_Photo-based point labeling data_

========

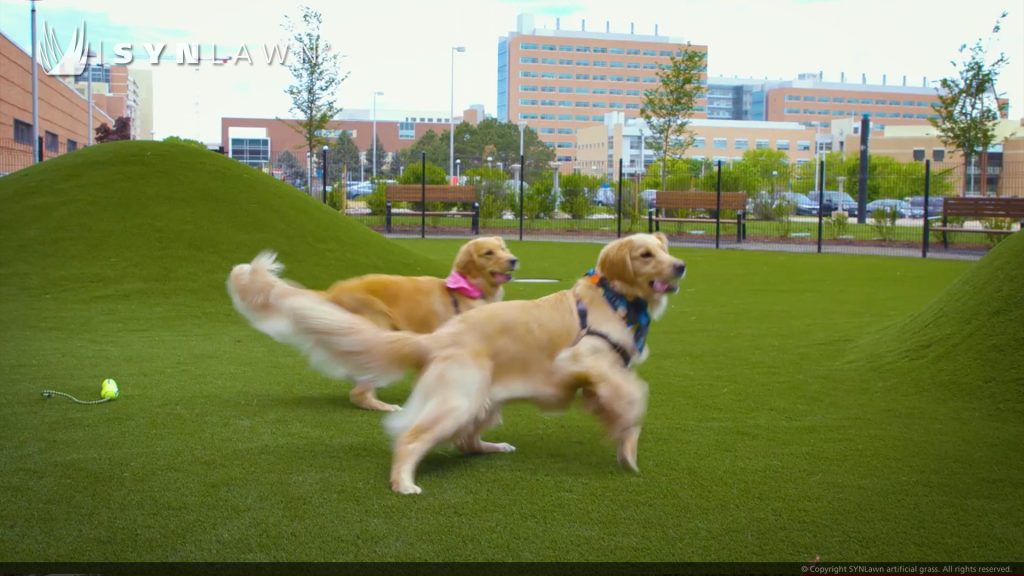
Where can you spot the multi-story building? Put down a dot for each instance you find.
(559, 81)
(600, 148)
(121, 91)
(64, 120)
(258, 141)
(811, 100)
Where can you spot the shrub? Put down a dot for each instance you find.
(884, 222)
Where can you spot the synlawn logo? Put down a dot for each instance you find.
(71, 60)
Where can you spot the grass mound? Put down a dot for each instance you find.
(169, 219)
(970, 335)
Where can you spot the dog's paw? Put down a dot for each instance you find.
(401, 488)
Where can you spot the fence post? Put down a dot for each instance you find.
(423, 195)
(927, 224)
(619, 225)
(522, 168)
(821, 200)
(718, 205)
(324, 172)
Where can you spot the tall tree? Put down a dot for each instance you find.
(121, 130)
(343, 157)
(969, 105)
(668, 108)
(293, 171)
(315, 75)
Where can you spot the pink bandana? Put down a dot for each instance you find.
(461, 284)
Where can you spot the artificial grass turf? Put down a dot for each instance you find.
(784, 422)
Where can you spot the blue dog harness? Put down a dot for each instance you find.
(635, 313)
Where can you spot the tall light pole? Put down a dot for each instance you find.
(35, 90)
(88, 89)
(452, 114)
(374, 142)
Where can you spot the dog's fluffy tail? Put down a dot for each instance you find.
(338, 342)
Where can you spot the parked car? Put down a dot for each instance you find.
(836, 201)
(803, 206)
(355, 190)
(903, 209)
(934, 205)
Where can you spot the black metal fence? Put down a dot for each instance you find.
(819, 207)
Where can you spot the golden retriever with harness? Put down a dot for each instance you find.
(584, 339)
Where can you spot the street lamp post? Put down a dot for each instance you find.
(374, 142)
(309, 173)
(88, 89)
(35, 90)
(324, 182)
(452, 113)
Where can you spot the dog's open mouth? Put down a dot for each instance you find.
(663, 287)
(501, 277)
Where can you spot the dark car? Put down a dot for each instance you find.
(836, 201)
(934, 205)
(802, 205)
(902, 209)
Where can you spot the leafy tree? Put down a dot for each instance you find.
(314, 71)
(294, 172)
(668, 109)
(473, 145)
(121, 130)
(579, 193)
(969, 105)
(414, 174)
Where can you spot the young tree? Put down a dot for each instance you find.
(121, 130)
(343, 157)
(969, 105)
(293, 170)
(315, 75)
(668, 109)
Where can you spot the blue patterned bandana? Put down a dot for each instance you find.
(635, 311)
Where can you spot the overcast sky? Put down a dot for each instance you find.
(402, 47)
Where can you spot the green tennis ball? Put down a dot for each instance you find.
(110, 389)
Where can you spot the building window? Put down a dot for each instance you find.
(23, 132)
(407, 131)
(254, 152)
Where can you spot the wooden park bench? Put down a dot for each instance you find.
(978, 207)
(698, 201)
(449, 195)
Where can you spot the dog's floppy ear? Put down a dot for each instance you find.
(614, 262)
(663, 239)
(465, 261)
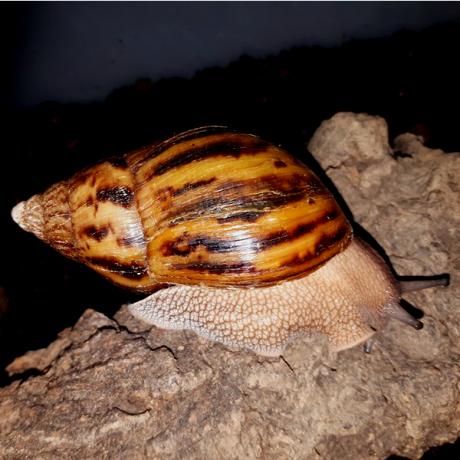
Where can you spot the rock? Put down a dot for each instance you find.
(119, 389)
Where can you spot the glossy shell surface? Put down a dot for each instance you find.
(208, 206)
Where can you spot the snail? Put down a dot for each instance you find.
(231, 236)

========

_TASK GOAL_
Rewrite the stretch from the line containing "Where can you spot the building" through the end of the records as a numbered list, omitting blank lines. Leave the pictures out of the answer.

_WORKED ANSWER_
1. Where can you spot the building window? Put down a dot for each instance you find.
2. (23, 132)
3. (407, 131)
4. (254, 152)
5. Where can you spot the wooden park bench? Put down a dot for each instance you find.
6. (978, 207)
7. (698, 201)
8. (449, 195)
9. Where can you spot the dog's floppy ear? Put down a dot for each instance you find.
10. (614, 262)
11. (663, 239)
12. (465, 261)
13. Where can you spot the rock? Put down a dot for each instance you find.
14. (119, 389)
15. Where can you spot the glossy shell surface? Put down a dot for each instance you find.
16. (208, 206)
17. Where can you spot the snail? Put down a dot for each instance you find.
18. (231, 236)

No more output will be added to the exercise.